PASSAGE:

────

20Dans le Dialogo sobre a Ressureção, le public est face à trois rabbins de Lisbonne, projetés au temps de la Résurrection du Christ. Ceux-ci refusent de croire à ce miracle, malgré les preuves apportées par deux centurions qui se sont convertis face à cet événement. Ils décident de voiler la vérité. C’est le Rabbin Aroz qui propose cette idée dans la dernière tirade de l’auto : « Façamos talmud com tantas patranhas » (v. 307).

21L’auto da Lusitânia se divise en deux panneaux. Une famille juive est mise en scène dans le premier panneau. Cette famille vit dans une maison vétuste, où la poussière et la crasse s’accumulent. Ils sont heureux et chantent des textes du temps des rois passés et leur amour du Portugal (v. 308-314), « les danses et les chansons hébraïques rappellent le service féodal18 ». Ils sont le symbole de l’ancien judaïsme, tombé en désuétude, comme l’est leur maison. Certaines idées reçues transparaissent dans le texte, comme l’idée de la beauté des filles juives. C’est le cas, par exemple dans la scène de séduction entre Lediça, la fille de la famille, et le courtisan qui se présente à leur maison. Pour donner un aspect vraisemblable à l’auto, Gil Vicente utilise le langage des personnages dans leur quotidien ; ainsi, « pour le vocabulaire et la morphologie, ils [les Juifs] nous apparaissent au contraire comme des conservateurs19 ».

────

CONSIGNE:
Reprenez le passage sur les autos de Gil Vicente à la suite de sa dernière phrase. Les lignes ci-après proviennent d'une autre source.

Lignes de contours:
────

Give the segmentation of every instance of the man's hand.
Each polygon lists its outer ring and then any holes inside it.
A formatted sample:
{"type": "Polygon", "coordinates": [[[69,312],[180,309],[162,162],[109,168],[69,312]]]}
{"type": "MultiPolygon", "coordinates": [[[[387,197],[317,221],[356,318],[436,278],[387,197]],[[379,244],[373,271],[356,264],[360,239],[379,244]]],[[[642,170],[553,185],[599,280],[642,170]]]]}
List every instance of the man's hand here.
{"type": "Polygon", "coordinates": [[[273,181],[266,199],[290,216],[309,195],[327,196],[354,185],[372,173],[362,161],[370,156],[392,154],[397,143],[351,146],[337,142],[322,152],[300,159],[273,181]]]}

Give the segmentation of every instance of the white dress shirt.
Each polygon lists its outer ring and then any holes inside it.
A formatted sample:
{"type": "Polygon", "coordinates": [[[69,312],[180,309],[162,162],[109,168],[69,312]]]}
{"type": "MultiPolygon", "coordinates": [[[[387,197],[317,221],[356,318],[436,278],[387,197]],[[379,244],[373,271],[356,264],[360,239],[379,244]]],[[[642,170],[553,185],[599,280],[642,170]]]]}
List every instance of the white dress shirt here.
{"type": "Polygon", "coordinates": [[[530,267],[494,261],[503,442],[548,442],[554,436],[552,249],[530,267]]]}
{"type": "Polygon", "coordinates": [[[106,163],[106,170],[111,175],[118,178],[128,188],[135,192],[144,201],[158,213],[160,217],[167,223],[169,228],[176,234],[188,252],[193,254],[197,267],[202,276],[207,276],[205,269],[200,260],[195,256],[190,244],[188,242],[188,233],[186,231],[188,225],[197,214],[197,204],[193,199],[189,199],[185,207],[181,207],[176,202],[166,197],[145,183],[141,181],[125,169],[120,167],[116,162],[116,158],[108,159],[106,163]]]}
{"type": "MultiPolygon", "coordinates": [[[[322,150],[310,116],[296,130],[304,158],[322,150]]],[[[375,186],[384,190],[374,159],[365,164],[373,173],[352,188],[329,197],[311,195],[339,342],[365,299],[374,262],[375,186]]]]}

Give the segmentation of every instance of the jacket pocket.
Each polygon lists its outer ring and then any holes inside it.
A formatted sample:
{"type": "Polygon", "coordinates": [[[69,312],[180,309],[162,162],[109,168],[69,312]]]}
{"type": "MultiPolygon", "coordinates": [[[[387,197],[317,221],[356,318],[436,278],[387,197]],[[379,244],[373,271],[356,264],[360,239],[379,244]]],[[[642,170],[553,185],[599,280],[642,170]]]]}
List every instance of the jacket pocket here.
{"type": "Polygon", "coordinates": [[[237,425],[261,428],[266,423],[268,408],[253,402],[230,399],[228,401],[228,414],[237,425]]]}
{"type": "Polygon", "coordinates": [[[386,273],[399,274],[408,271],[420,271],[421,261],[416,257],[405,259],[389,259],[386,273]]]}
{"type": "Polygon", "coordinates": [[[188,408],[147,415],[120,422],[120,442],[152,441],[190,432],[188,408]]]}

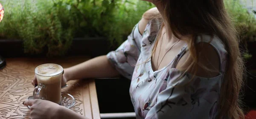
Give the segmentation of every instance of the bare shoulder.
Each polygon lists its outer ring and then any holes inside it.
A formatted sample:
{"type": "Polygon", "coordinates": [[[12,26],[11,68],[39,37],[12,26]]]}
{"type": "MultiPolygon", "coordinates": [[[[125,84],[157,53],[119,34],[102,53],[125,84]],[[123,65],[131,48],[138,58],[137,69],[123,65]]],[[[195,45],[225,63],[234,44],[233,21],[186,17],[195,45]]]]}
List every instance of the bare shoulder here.
{"type": "Polygon", "coordinates": [[[141,34],[145,30],[146,26],[149,20],[156,17],[159,17],[160,14],[156,7],[151,8],[146,11],[143,14],[141,20],[139,23],[139,31],[141,34]]]}
{"type": "MultiPolygon", "coordinates": [[[[218,75],[220,68],[220,58],[214,47],[209,43],[201,42],[197,44],[195,48],[198,55],[199,62],[196,64],[198,68],[195,75],[206,78],[218,75]]],[[[181,71],[188,68],[189,72],[193,72],[194,69],[189,68],[189,66],[193,62],[193,59],[190,52],[187,52],[179,60],[176,68],[181,71]]]]}

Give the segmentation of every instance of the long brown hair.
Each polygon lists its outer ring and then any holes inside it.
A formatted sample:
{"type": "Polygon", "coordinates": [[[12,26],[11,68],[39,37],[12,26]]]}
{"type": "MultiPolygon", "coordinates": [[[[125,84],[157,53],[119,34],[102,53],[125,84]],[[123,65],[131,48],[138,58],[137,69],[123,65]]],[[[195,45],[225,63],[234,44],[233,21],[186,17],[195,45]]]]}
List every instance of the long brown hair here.
{"type": "Polygon", "coordinates": [[[216,35],[222,40],[228,53],[228,60],[217,117],[244,119],[239,94],[243,84],[244,65],[239,47],[238,34],[225,9],[223,0],[156,0],[161,2],[164,8],[163,19],[167,21],[164,25],[171,29],[173,35],[178,38],[192,36],[192,39],[186,41],[190,57],[194,60],[189,68],[196,69],[195,64],[199,64],[194,46],[197,37],[203,34],[212,37],[216,35]]]}

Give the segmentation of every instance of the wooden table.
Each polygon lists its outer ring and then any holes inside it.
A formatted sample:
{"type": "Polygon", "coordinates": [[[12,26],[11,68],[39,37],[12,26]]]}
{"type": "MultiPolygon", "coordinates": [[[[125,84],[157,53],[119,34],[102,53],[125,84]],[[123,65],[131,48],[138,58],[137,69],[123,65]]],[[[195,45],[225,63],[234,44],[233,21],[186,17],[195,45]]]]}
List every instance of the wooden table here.
{"type": "MultiPolygon", "coordinates": [[[[52,63],[65,68],[88,59],[84,57],[6,59],[6,67],[0,70],[0,119],[30,119],[29,110],[22,103],[32,94],[31,81],[37,66],[52,63]]],[[[100,119],[94,80],[77,80],[68,85],[62,91],[76,99],[76,103],[71,109],[90,119],[100,119]]]]}

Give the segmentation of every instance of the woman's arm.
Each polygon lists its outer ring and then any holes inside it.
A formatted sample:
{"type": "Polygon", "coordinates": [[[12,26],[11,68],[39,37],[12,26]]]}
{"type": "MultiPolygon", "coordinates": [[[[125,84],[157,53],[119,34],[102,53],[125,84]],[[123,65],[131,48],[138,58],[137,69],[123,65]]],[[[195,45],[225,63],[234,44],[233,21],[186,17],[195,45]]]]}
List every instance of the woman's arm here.
{"type": "MultiPolygon", "coordinates": [[[[156,17],[158,14],[159,11],[156,8],[151,8],[144,13],[138,24],[139,31],[141,34],[143,33],[148,20],[156,17]]],[[[130,44],[132,43],[131,42],[128,42],[130,44]]],[[[126,52],[129,52],[127,51],[126,52]]],[[[66,78],[67,81],[85,78],[116,77],[119,76],[119,73],[112,66],[106,55],[98,57],[65,69],[64,71],[64,76],[66,78]]]]}
{"type": "Polygon", "coordinates": [[[54,119],[89,119],[88,118],[79,114],[73,110],[64,107],[60,107],[56,113],[58,114],[54,119]]]}
{"type": "Polygon", "coordinates": [[[79,65],[64,69],[67,81],[90,78],[116,77],[119,73],[106,55],[99,56],[79,65]]]}

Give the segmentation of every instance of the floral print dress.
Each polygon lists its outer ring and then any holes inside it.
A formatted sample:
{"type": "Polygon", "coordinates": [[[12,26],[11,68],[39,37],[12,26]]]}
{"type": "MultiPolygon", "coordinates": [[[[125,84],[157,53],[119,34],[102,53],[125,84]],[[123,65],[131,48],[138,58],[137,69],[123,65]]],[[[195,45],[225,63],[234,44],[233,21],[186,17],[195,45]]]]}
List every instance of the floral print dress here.
{"type": "Polygon", "coordinates": [[[130,94],[137,119],[214,119],[226,66],[223,44],[216,37],[198,38],[198,42],[209,42],[218,54],[220,72],[215,77],[193,77],[175,68],[188,51],[186,45],[169,65],[154,71],[149,57],[161,23],[151,20],[142,35],[137,24],[127,40],[107,55],[117,71],[131,79],[130,94]]]}

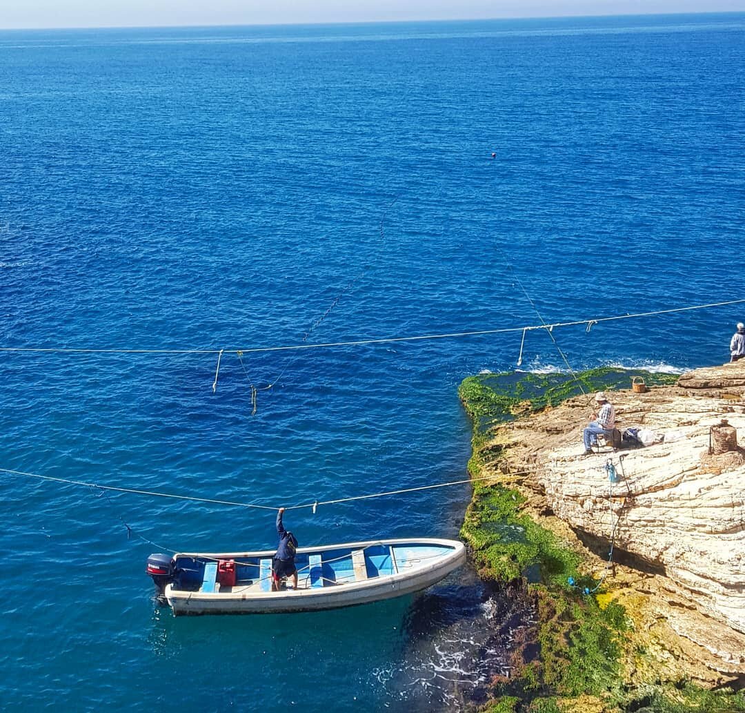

────

RÉPONSE:
22L’auto da Cananeia narre l’histoire d’une cananéenne possédée par un démon et délivrée de son mal par le Christ. Gil Vicente ne fait « que continuer une très ancienne tradition20 » : au sujet du Juif et de son peuple, il traite de la perdition dans laquelle lui et ses semblables sont tombés au fil des siècles, fustigeant leur culte actuel :

Os patriarcas primeiros

eram gados celestiais

ovelhas santos carneiros

e os profetas cordeiros

e os d’agora lobos tais

Les premiers patriarches

faisaient partie du bétail céleste,

brebis saintes,

Ces prophètes étaient des agneaux

Ceux de maintenant sont des loups (v. 63-67)

23Dans Exortação da Guerra, un moine nécromancien fait appel aux héros antiques pour exhorter les soldats portugais dans leur guerre contre les maures au Maroc. Le Juif n’est pas nommé, mais la religion est indiquée comme étant celle possédant le plus de promiscuité avec Belzébuth :

conjuro-te Belzebú,

peloa ceguidade hebraica,

e pola malícia judaica,

coma qual te alegras tu

Je te conjure Belzébuth

Au nom de l’aveuglement hébraïque

Et de la malice judaïque

Avec lesquelles tu te complais (v. 125-129)

24Chaque apparition scénique d’un Juif fait intervenir soit le juif religieux, soit le juif obsolète, soit le juif doté des particularités péjoratives qui le caractérisent. Le message sous-entendu est simple à décoder pour le spectateur.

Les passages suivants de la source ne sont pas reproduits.